(Records of labeled boxes)
==================================================

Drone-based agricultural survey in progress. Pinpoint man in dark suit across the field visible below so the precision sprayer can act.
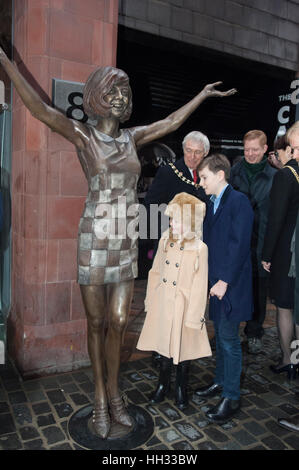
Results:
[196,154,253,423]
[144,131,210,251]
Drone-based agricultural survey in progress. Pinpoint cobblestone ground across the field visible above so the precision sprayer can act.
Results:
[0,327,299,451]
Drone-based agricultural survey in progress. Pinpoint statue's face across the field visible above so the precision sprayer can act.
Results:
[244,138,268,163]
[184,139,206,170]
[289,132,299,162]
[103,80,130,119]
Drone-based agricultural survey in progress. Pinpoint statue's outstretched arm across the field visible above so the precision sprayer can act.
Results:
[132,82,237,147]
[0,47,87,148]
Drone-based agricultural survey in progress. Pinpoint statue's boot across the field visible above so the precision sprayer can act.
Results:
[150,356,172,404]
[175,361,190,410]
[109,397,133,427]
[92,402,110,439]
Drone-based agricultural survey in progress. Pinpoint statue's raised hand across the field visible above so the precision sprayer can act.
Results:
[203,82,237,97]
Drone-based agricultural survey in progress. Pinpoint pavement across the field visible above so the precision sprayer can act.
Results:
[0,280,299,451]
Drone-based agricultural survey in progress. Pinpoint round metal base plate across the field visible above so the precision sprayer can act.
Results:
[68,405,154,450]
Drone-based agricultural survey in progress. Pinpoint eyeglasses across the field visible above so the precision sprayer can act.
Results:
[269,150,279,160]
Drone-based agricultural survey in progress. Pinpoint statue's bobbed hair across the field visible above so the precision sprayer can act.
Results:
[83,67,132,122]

==================================================

__Work instructions__:
Begin at the line that contains "Pinpoint statue's outstretched" and stop after the line that contains "[0,47,87,148]". Reproduce only those lines, offsetting every bounding-box coordinate in the answers by 138 and leaving the item text unchanged.

__Exercise solution__:
Drone-based agricultural survey in progress. Pinpoint statue's outstretched arm across the field visible above so the precision sprayer can act.
Results:
[270,220,375,285]
[138,185,225,286]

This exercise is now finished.